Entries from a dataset
** START **

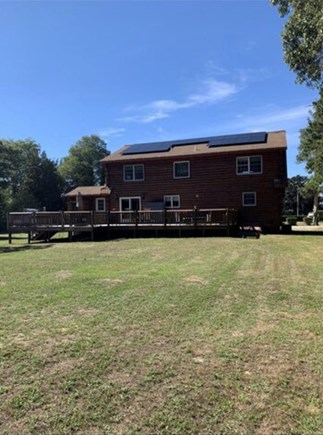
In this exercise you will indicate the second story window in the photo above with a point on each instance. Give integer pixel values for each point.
(133, 172)
(182, 169)
(171, 201)
(249, 165)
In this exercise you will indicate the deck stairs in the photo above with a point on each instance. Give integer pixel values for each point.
(42, 235)
(250, 230)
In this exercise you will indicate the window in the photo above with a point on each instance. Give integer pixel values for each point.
(131, 203)
(100, 204)
(249, 199)
(181, 169)
(171, 201)
(249, 165)
(133, 172)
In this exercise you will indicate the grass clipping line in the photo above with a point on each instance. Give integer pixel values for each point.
(212, 335)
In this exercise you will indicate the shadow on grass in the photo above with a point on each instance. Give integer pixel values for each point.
(10, 249)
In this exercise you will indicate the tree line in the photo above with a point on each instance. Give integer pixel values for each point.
(302, 40)
(30, 179)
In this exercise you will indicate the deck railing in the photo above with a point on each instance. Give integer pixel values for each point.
(64, 219)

** END **

● **GIVEN EXERCISE**:
Convert every line of the rows above into a JSON list of strings, one string per line, and skip any blank lines. Leave the pictures out of the list.

● **ANSWER IN FULL**:
[
  "In this exercise you will indicate the second story window in the photo above with a point on each instance. Give integer pixel values for each point.",
  "(133, 172)",
  "(182, 169)",
  "(171, 201)",
  "(249, 165)",
  "In this exercise you will indicate the deck stairs in the photo above with a point on each instance. Give integer pixel values for each point.",
  "(42, 235)",
  "(250, 230)",
  "In this exercise you will indicate the window in the photo above with a point on each instance. Give integer pixel values for each point.",
  "(131, 203)",
  "(100, 204)",
  "(249, 199)",
  "(181, 169)",
  "(171, 201)",
  "(249, 165)",
  "(133, 172)",
  "In this exercise you will indicate the grass clipping line in the photo above with a point on each instance. Give integer pixel values for each point.",
  "(212, 335)",
  "In this exercise you will indicate the shadow on grass in the photo above with a point on each instance. Give integer pixel values for each point.",
  "(10, 249)",
  "In this exercise you will indicate the tree line in the photo above with a point on each instance. Give integer pixel values for each point.",
  "(302, 40)",
  "(30, 179)",
  "In this exercise you will indicate the deck railing in the photo above with a point on each instance. Give integer pixel values for each point.",
  "(64, 219)"
]